▸ What is expected
Return, from the data below, each line that contains the word "concrete".

^^^^^^^^^^^^^^^^

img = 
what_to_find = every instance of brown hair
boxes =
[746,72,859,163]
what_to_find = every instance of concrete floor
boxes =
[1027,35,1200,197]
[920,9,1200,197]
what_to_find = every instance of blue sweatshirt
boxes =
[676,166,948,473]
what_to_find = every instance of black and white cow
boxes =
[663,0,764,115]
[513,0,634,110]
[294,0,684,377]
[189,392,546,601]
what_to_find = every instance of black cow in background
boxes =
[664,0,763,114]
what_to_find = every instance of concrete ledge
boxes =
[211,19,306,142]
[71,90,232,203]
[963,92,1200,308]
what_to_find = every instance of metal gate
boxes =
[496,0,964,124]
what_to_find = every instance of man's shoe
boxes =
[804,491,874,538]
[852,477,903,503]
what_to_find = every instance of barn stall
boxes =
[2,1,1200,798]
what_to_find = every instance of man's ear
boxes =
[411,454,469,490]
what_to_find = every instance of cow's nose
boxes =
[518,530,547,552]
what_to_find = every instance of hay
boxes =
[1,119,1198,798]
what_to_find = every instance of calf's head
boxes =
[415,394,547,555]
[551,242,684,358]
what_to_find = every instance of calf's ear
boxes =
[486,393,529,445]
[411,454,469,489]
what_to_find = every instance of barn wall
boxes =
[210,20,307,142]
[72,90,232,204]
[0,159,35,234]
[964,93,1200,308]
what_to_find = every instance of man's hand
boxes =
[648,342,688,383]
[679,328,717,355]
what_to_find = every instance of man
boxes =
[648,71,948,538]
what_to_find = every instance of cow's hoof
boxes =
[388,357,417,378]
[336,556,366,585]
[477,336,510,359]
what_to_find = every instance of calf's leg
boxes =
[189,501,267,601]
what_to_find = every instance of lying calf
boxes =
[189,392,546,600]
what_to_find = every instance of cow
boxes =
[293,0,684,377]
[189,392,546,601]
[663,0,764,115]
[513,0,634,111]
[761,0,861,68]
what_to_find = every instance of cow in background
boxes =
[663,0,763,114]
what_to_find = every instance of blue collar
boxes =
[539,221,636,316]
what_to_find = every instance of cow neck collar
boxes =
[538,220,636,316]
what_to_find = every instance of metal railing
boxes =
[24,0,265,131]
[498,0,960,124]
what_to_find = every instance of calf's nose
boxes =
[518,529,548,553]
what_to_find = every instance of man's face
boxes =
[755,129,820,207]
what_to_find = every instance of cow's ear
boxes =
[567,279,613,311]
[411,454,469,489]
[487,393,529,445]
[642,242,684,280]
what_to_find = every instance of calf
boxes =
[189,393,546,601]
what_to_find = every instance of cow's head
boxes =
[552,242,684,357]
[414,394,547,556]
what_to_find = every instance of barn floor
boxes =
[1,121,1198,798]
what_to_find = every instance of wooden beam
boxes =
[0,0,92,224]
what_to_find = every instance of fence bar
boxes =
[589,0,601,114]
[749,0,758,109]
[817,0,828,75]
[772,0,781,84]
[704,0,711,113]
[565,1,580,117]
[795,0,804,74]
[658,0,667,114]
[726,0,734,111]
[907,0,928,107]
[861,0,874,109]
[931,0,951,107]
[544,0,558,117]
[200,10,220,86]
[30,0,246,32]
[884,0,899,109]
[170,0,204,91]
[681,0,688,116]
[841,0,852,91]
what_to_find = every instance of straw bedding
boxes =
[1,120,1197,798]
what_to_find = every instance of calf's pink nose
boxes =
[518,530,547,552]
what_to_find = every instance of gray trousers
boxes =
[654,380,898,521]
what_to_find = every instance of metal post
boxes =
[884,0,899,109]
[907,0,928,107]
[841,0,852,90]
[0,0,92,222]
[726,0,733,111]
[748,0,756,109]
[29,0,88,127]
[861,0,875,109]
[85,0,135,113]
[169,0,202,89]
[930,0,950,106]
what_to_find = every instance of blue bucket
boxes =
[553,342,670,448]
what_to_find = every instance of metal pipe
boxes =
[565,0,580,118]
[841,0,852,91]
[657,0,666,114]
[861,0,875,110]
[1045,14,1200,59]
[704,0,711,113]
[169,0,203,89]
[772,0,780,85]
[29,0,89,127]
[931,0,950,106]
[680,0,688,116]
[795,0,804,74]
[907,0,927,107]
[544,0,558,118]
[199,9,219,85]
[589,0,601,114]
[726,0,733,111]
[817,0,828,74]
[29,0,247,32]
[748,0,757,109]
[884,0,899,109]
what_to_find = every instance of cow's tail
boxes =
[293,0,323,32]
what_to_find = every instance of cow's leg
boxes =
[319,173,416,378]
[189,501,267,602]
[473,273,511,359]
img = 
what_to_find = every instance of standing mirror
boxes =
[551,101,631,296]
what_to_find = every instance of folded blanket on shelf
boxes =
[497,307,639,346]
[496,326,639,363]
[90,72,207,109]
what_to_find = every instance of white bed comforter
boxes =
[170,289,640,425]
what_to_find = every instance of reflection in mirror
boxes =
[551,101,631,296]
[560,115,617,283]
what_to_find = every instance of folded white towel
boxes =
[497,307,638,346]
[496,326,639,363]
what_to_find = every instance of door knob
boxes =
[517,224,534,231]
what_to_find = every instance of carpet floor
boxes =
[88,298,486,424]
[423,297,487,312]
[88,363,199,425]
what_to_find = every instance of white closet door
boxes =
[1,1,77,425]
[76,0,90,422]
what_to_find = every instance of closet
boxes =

^^^^^^^^^^^^^^^^

▸ Result of the exercise
what_to_find = every instance of concrete floor
what_to_find = every instance of concrete ledge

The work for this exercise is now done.